* Exercise description *
Lines before the one containing "[locate] mulch bed" are excluded; reproduce that line and all lines after it in the entries below, exactly.

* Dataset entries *
[START]

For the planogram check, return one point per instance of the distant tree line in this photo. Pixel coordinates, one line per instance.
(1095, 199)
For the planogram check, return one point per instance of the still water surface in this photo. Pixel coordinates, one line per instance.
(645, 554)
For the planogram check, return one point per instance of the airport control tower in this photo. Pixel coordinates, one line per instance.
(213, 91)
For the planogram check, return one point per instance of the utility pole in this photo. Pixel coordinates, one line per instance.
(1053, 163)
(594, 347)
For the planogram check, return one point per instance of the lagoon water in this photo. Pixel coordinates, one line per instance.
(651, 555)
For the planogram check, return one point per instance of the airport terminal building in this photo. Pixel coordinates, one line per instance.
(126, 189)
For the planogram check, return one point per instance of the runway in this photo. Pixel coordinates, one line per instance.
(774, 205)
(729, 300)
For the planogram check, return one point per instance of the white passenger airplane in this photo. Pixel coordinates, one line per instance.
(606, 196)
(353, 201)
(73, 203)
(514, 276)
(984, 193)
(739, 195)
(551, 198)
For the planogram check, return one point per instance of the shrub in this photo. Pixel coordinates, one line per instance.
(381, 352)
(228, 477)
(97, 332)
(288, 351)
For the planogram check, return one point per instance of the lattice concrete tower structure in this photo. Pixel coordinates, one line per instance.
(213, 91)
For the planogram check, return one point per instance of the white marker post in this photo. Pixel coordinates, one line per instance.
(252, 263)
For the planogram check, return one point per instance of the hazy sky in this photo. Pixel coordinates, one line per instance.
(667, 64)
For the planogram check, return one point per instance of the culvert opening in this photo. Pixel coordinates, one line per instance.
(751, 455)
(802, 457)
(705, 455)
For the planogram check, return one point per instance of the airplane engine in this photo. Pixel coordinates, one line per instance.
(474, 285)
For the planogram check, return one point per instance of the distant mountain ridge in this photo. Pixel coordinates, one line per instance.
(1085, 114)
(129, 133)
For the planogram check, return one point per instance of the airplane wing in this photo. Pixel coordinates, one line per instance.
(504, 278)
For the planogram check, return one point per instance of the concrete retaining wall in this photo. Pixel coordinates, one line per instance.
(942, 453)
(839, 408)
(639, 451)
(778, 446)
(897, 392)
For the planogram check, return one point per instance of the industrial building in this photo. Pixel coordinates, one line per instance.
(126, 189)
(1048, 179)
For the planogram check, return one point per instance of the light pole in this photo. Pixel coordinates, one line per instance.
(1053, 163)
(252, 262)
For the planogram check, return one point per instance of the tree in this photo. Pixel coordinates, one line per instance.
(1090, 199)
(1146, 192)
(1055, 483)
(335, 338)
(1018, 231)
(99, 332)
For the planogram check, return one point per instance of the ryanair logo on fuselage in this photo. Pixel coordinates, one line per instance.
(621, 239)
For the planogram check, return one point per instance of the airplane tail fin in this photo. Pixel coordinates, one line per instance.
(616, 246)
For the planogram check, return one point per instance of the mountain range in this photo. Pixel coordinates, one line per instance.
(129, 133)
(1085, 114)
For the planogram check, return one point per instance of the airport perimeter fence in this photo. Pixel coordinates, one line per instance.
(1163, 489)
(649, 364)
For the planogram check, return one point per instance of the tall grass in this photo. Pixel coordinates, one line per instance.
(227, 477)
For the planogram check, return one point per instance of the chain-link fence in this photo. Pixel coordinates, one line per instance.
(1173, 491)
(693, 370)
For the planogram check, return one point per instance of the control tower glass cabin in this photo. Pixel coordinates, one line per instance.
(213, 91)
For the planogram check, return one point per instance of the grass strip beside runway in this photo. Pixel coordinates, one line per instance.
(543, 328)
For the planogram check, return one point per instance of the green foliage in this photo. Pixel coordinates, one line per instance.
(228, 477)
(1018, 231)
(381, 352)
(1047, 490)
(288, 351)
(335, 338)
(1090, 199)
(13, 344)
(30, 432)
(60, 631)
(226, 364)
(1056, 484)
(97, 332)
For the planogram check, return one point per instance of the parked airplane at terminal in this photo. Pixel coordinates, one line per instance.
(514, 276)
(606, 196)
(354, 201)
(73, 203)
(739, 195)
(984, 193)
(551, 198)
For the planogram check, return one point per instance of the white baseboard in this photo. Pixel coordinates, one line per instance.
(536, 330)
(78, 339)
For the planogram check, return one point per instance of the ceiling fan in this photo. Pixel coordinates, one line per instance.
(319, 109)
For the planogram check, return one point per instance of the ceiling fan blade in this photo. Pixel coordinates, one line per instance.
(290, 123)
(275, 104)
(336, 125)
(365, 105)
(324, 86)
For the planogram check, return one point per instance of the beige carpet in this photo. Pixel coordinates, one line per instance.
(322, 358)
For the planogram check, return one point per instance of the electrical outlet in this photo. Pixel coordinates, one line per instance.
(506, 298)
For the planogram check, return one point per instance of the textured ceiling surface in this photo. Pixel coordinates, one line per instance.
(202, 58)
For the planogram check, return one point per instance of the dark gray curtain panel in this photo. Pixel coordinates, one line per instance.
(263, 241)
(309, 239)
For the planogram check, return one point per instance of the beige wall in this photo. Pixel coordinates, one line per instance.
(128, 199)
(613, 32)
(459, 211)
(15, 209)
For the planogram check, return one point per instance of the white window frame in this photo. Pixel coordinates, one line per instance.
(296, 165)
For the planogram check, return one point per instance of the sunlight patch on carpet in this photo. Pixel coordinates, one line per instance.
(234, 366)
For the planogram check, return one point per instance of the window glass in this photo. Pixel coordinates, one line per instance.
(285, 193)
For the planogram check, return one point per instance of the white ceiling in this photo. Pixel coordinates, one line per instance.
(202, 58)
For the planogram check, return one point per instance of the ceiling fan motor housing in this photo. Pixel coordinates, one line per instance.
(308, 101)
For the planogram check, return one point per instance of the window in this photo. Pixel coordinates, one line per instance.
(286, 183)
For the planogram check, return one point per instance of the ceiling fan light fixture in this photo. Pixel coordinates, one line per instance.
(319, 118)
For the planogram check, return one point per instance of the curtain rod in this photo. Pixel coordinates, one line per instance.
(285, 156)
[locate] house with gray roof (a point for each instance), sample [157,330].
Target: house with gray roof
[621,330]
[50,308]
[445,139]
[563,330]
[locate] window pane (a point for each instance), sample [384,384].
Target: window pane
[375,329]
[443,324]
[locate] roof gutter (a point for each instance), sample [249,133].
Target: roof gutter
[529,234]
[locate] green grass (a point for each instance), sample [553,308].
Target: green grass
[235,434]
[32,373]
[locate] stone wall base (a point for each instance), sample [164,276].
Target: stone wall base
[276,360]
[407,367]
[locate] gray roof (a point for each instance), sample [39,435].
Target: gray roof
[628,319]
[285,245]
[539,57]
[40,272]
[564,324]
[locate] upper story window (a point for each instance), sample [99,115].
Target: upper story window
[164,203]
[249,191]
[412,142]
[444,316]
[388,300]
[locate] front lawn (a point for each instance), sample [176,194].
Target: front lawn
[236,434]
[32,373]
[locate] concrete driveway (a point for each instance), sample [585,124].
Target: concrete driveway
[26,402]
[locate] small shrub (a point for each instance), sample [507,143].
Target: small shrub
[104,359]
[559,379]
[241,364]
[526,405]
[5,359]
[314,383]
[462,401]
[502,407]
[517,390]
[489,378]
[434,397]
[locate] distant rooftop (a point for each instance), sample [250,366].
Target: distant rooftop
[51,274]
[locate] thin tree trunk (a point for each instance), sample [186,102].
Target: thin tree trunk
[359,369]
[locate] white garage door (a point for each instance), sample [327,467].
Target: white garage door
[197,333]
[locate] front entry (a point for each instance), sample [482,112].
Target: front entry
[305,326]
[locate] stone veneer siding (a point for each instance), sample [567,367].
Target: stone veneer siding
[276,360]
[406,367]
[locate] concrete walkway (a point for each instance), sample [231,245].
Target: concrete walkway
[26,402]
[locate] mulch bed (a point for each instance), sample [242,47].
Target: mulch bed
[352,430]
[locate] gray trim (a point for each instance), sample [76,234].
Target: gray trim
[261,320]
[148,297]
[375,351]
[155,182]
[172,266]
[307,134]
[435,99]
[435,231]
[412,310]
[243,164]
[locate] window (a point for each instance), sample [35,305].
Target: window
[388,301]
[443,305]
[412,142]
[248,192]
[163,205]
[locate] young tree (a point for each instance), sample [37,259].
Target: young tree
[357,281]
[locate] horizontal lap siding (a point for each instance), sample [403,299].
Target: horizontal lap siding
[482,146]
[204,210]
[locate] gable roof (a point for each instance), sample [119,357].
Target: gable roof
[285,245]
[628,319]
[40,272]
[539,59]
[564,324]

[END]

* Reply *
[locate] mulch bed (a point for each instance), sample [242,47].
Target: mulch bed
[352,430]
[locate] gray trim (a point for each instance), sample [76,234].
Target: gray trim
[261,320]
[148,297]
[375,351]
[155,182]
[172,266]
[307,134]
[435,99]
[435,231]
[412,310]
[243,164]
[locate] window (a point for each instance), sample [35,305].
Target: window
[388,301]
[443,305]
[412,142]
[248,192]
[163,205]
[locate] young tree (a point for each instance), sample [37,259].
Target: young tree
[357,281]
[locate] horizontal lap siding (a point for each instance), sample [403,299].
Target: horizontal lap siding
[482,146]
[204,210]
[locate] gable roof (a point for each instance), sample [119,357].
Target: gable roof
[285,245]
[628,319]
[40,272]
[539,59]
[564,324]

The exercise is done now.